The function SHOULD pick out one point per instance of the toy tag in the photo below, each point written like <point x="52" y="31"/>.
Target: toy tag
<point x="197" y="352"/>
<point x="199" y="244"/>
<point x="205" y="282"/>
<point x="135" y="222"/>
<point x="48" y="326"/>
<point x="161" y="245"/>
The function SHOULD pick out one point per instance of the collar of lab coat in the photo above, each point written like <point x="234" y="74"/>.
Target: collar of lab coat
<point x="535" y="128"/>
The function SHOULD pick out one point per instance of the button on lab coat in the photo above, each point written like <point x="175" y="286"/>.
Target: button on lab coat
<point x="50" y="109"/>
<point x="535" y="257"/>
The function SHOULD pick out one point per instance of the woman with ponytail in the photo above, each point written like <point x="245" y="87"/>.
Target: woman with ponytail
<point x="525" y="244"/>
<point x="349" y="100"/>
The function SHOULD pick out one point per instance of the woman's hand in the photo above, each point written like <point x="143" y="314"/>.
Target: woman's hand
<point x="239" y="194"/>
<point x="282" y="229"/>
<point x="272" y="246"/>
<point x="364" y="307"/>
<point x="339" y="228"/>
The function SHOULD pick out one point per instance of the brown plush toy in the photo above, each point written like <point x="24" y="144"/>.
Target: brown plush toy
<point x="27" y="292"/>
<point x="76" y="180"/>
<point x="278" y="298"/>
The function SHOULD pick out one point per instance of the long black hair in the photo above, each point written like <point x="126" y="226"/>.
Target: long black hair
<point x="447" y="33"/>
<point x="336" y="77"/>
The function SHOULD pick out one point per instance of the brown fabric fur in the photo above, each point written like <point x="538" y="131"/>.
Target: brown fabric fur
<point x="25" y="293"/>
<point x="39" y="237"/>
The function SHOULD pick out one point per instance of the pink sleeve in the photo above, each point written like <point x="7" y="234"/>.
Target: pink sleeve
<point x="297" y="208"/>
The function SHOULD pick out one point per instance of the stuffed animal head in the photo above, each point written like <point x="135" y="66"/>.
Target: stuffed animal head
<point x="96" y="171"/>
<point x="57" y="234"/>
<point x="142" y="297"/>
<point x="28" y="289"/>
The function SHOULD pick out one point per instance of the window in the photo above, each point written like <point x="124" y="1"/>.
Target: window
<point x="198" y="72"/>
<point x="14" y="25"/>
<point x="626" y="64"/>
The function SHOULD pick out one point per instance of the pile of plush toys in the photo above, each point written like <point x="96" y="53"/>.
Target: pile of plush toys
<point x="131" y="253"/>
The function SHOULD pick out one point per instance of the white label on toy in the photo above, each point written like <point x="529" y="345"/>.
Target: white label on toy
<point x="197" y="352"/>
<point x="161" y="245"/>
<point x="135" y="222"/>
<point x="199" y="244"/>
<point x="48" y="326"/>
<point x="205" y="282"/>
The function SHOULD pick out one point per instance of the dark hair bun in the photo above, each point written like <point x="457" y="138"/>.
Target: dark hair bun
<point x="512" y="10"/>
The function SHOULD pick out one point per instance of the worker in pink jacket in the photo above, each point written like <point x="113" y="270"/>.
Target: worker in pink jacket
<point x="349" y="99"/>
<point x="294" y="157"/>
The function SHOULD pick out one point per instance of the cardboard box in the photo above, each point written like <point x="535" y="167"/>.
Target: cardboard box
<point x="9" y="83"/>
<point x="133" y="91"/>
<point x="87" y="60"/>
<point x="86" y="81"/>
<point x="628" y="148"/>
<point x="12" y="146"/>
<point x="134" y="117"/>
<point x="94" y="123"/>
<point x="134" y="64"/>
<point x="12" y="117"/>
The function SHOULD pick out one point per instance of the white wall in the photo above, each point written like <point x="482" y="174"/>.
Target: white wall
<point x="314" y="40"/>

Exercise ▸ The records above must be retyped in full, exactly.

Response to this task ▸
The function SHOULD pick out one point per instance of the toy tag in the photo below, each point written like <point x="52" y="31"/>.
Target: toy tag
<point x="197" y="352"/>
<point x="199" y="244"/>
<point x="205" y="282"/>
<point x="135" y="222"/>
<point x="48" y="326"/>
<point x="161" y="245"/>
The function SHOULD pick out one point per instance of the collar of lab coat in the photo above, each point written like <point x="234" y="74"/>.
Target: collar of lab coat
<point x="535" y="128"/>
The function SHOULD pick out one point per instance of the button on lab coat in the photo above, each point written like <point x="175" y="286"/>.
Target: button on lab coat
<point x="50" y="109"/>
<point x="535" y="257"/>
The function SHOULD pick out one point per instance of the woman with ponytail in the photo above, each point written like <point x="245" y="87"/>.
Target: woman with ponytail
<point x="525" y="244"/>
<point x="349" y="100"/>
The function SHOULD pick out one point per instance of the woman's hand in the photo above, each point written like <point x="143" y="314"/>.
Target: woman's hand
<point x="239" y="194"/>
<point x="282" y="229"/>
<point x="272" y="246"/>
<point x="364" y="307"/>
<point x="339" y="228"/>
The function SHOULD pick out one point per instance of the brown plush toy in the photo above, each point written like <point x="24" y="144"/>.
Target: brown plush toy
<point x="27" y="292"/>
<point x="76" y="180"/>
<point x="278" y="298"/>
The function SHOULD pick out one point per instance of the long black hair in the photo above, each point written like <point x="126" y="226"/>.
Target: long black hair
<point x="447" y="33"/>
<point x="336" y="77"/>
The function SHOULD pick out one point per instance of the brown fabric fur in the photo above, each point written like <point x="538" y="131"/>.
Target: brown fabric fur
<point x="25" y="293"/>
<point x="39" y="237"/>
The function SHOULD pick out one point per instance of the pink sleeve in the photo above, each point written like <point x="7" y="234"/>.
Target: pink sleeve
<point x="297" y="208"/>
The function SHOULD pick out one point per instance of the stuffed animal head in the photo above, each point written like <point x="135" y="66"/>.
Target: stuffed animal head
<point x="96" y="171"/>
<point x="57" y="234"/>
<point x="142" y="297"/>
<point x="28" y="289"/>
The function SHOULD pick out one point per instance of the window in the photo above, each point written like <point x="124" y="1"/>.
Target: window
<point x="198" y="72"/>
<point x="14" y="25"/>
<point x="626" y="64"/>
The function SHOULD pick out one point per instance of the pile of plush toys in the photo above, each point written like <point x="96" y="53"/>.
Target: pile of plush toys
<point x="131" y="253"/>
The function SHOULD pick out one point per instance of the white label on toy in the photo above, each point written like <point x="529" y="345"/>.
Target: white label on toy
<point x="197" y="352"/>
<point x="161" y="245"/>
<point x="135" y="222"/>
<point x="199" y="244"/>
<point x="48" y="326"/>
<point x="205" y="282"/>
The function SHOULD pick out one point per instance of the dark hair bun in the photo above, each point written like <point x="457" y="138"/>.
Target: dark hair bun
<point x="512" y="10"/>
The function SHOULD pick out one point per instance of the worker in pink jacket in the photo above, each point written like <point x="113" y="270"/>.
Target: worker in pink jacket
<point x="349" y="99"/>
<point x="294" y="157"/>
The function SHOULD pick out one point per instance of the cardboard box in the photo above, each point written like <point x="535" y="167"/>.
Target: cardboard box
<point x="9" y="83"/>
<point x="133" y="91"/>
<point x="87" y="60"/>
<point x="86" y="81"/>
<point x="628" y="148"/>
<point x="12" y="146"/>
<point x="134" y="117"/>
<point x="94" y="123"/>
<point x="134" y="64"/>
<point x="12" y="117"/>
The function SHOULD pick out one point per instance of the white wall in the photo above, each point written like <point x="482" y="174"/>.
Target: white wall
<point x="314" y="40"/>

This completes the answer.